Please pick out each line in the records below that contains the word "white" and copy those lines.

▶ Exercise inputs:
* BEGIN *

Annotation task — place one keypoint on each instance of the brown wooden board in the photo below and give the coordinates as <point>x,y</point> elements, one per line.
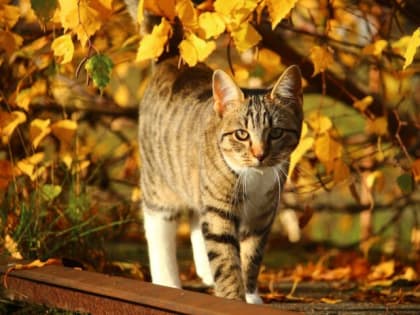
<point>95,293</point>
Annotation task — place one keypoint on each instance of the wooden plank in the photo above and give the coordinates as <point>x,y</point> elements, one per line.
<point>95,293</point>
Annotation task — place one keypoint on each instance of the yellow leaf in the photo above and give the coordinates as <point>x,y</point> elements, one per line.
<point>64,130</point>
<point>411,48</point>
<point>382,271</point>
<point>82,19</point>
<point>278,10</point>
<point>63,47</point>
<point>211,24</point>
<point>304,145</point>
<point>38,130</point>
<point>415,168</point>
<point>235,12</point>
<point>269,59</point>
<point>193,49</point>
<point>186,13</point>
<point>80,166</point>
<point>322,58</point>
<point>363,104</point>
<point>9,15</point>
<point>330,301</point>
<point>29,166</point>
<point>12,247</point>
<point>25,96</point>
<point>400,45</point>
<point>152,45</point>
<point>140,12</point>
<point>23,99</point>
<point>9,122</point>
<point>164,8</point>
<point>376,48</point>
<point>10,41</point>
<point>376,178</point>
<point>319,123</point>
<point>377,126</point>
<point>245,37</point>
<point>341,171</point>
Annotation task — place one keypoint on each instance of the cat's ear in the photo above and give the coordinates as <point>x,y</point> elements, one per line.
<point>225,92</point>
<point>289,84</point>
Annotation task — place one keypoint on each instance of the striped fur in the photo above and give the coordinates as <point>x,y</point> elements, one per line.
<point>208,147</point>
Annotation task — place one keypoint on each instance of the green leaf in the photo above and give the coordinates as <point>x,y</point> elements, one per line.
<point>99,68</point>
<point>50,192</point>
<point>405,182</point>
<point>44,9</point>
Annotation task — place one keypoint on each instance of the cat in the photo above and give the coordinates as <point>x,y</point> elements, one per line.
<point>221,152</point>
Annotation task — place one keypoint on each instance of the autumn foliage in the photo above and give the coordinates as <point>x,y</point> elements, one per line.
<point>72,72</point>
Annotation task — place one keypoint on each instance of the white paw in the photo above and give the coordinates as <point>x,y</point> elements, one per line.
<point>253,298</point>
<point>206,277</point>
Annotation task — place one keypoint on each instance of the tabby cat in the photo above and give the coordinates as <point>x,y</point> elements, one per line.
<point>222,153</point>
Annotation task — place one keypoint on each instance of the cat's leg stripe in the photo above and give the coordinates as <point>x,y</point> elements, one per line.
<point>224,238</point>
<point>224,215</point>
<point>212,255</point>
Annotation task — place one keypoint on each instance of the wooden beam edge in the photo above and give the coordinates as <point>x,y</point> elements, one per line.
<point>136,292</point>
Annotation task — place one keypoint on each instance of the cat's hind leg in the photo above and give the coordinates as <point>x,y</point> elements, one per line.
<point>160,227</point>
<point>201,260</point>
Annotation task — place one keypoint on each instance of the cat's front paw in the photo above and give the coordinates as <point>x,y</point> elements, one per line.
<point>207,278</point>
<point>253,298</point>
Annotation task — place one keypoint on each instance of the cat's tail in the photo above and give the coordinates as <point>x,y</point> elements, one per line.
<point>150,21</point>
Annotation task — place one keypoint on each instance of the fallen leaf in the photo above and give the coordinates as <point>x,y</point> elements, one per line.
<point>153,44</point>
<point>63,48</point>
<point>415,169</point>
<point>44,9</point>
<point>245,37</point>
<point>6,173</point>
<point>363,104</point>
<point>9,15</point>
<point>30,165</point>
<point>412,48</point>
<point>186,12</point>
<point>38,130</point>
<point>278,10</point>
<point>211,24</point>
<point>321,58</point>
<point>193,49</point>
<point>9,122</point>
<point>376,48</point>
<point>330,300</point>
<point>319,122</point>
<point>64,130</point>
<point>382,271</point>
<point>12,247</point>
<point>378,126</point>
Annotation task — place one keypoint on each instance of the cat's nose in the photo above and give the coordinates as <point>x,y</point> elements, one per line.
<point>260,156</point>
<point>259,152</point>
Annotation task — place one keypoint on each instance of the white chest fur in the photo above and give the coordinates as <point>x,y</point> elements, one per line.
<point>257,185</point>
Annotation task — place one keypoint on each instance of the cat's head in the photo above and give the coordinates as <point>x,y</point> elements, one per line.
<point>260,130</point>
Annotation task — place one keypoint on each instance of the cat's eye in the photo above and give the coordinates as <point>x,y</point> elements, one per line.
<point>276,133</point>
<point>241,135</point>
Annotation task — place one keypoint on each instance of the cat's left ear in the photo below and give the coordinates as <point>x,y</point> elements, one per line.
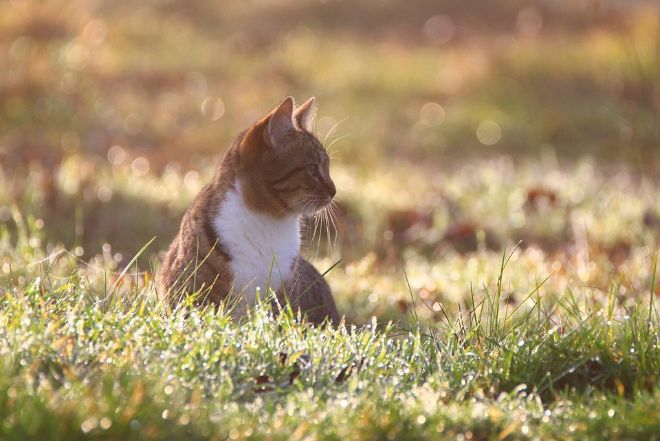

* END *

▶ The response:
Annotation task — place one keypoint on each instance of the white paw in the photo above and give the coordinates as <point>x,y</point> elements, one per line.
Annotation task — place one keypoint on each instance of the white chest fur in the photo above and give the coordinates as <point>x,y</point> elements, one per line.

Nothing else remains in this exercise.